Texto fuente >>
:::

Por: Diego Cabot
Abril de 2018. El despacho de Claudio Bonadio era casi un verdadero santuario a su recorrido en la vida. Atiborrado de frases, pequeños recuerdos, souvenirs y libros, apenas quedaba espacio para una computadora de escritorio y una notebook. De fondo sonaba fuerte, siempre fuerte, una radio.
Sentado, del otro lado del escritorio, apoyado en el respaldo de su sillón, con las manos juntas, con esa pose tan común entre los que transitan la seguridad del poder, era imposible no detenerse en una de aquellas frases, prolijamente colocada para que los interlocutores no pudiesen dejar de verla: “Piense, luego hable”.
Nos encontramos por primera vez en su despacho pocos días antes de hacer la denuncia que luego terminó siendo la causa de los cuadernos de las coimas. Botas con unos centímetros de taco, pantalón ancho, chaleco y camisa, sin corbata. Además del anfitrión, que nos recibió de pie para estrechar la mano, estaba el fiscal Carlos Stornelli aquel mediodía en Comodoro Py.
“En la Argentina se mata por silencio, no por venganza”, dijo Stornelli. Bonadio tomó la palabra y el tema terminó ahí: “¿Le parece? Tienen los colmillos limados -dijo en referencia al kirchnerismo fuera del poder-. La mejor protección es que nadie se entere de nada. Que esto sea un silencio absoluto, un secreto que se mantenga lo más cerrado posible”. La muerte lo interceptó con aquellas piezas dentarias regeneradas.
La investigación de los cuadernos, que empezó como un puro trabajo periodístico y terminó en una denuncia ante el fiscal, quedó en su juzgado porque era el quien investigaba a la gran mayoría de los que, posteriormente, terminaron procesados. De hecho, en su juzgado tramitaba la causa en la que se ventilaba la compra de gas licuado al exterior y los negocios que se habrían cocinado en esa operación.
Justamente meses antes, en ese mismo expediente, se había presentado la expareja de Oscar Centeno, Hilda Horovitz. En un escrito espontáneo decía que Centeno era el chofer de Roberto Baratta y dedicó varios párrafos a enumerar los bienes del exfuncionario. El remisero contestó ante Bonadio y dijo que aquella mujer despechada lo extorsionaba.
El juez tomó aquellos datos y realizó varios allanamientos. Uno de ellos en el country Mapuche, en busca de una lujosa casa que se construyó Baratta. Hoy se lo puede ver al exfuncionario de short de baño y tobillera electrónica, de caminatas por el lugar.
“Doctor, ¿qué pudo saber de aquella relación?’”, le pregunté alguna ver como para seguir aquella pista. “Disculpe, pero no me meto en las sabanas calientes de las parejas”, contestó.
Siempre lo entusiasmó la causa. “Usted sabe que varios de los que investigamos están yendo a una bruja”, dijo al pasar en una de las tres reuniones. Mientras la opinión pública ignoraba la existencia de la investigación, el juez había ordenado varias escuchas. Este cronista quiso saber algo más. Bonadio sonrió. “Les está sacando la guita muy fácil”.

:::

Datos proporcionados >>
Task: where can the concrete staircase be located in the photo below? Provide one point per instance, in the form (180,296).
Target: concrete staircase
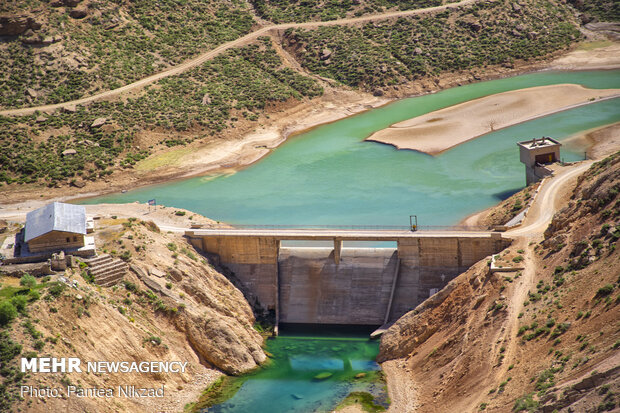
(106,271)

:::

Consigna 1 >>
Extrae de la crónica sobre Bonadio todo el fragmento, desde “El juez tomó” hasta “por el lugar.”.
Consigna 2 >>
¿Qué personas se mencionan con nombre y apellido en la crónica sobre Bonadio, sin contar la firma del autor? Enuméralas todas.
Consigna 3 >>
Según la crónica sobre Bonadio, ¿qué frase estaba colocada en su despacho para que los interlocutores no pudiesen dejar de verla?

Resultado 1 >>
El juez tomó aquellos datos y realizó varios allanamientos. Uno de ellos en el country Mapuche, en busca de una lujosa casa que se construyó Baratta. Hoy se lo puede ver al exfuncionario de short de baño y tobillera electrónica, de caminatas por el lugar.

Resultado 2 >>
Claudio Bonadio, Carlos Stornelli, Oscar Centeno, Hilda Horovitz y Roberto Baratta.

Resultado 3 >>
“Piense, luego hable”.